> [Problem statement]
Only lines holding "lawn" are needed; copy each of them from the data below.

──────

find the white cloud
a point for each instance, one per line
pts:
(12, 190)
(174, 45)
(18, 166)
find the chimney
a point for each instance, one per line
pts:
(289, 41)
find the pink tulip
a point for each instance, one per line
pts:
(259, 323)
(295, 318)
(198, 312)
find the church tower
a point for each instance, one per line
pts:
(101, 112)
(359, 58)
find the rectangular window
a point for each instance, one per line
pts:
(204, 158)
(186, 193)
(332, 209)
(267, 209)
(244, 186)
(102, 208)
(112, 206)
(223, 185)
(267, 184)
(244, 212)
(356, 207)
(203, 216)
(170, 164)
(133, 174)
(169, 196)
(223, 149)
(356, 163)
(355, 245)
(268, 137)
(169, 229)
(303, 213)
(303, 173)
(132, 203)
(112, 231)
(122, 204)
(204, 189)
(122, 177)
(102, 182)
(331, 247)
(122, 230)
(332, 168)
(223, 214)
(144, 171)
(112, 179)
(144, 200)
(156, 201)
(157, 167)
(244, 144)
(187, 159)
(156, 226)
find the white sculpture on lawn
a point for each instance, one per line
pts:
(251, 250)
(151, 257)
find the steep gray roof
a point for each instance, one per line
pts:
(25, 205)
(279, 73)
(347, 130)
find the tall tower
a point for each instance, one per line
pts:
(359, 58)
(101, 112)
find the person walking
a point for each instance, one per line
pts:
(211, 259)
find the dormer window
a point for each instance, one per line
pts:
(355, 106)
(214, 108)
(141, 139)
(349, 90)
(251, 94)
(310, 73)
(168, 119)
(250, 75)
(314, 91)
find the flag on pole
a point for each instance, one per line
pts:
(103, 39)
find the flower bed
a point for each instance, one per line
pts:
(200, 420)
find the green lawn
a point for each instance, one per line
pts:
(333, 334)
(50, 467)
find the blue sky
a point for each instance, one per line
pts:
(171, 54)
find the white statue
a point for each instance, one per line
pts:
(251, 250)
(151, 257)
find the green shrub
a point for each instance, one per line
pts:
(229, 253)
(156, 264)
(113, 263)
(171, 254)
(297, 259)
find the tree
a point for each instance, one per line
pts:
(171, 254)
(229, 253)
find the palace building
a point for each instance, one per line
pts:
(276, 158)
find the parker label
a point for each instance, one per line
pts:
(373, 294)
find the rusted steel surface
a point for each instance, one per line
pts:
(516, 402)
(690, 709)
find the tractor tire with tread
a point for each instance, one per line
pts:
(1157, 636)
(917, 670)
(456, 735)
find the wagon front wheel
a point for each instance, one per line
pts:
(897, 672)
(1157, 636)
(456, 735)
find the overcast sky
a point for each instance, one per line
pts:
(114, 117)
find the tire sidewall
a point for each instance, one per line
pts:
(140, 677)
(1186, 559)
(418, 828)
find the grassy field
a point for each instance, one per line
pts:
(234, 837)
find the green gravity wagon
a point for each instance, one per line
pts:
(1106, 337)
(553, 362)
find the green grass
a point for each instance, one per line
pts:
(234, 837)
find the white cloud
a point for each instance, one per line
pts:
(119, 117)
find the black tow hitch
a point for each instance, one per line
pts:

──────

> [Completed exercise]
find the white sculpture on lawn
find the green lawn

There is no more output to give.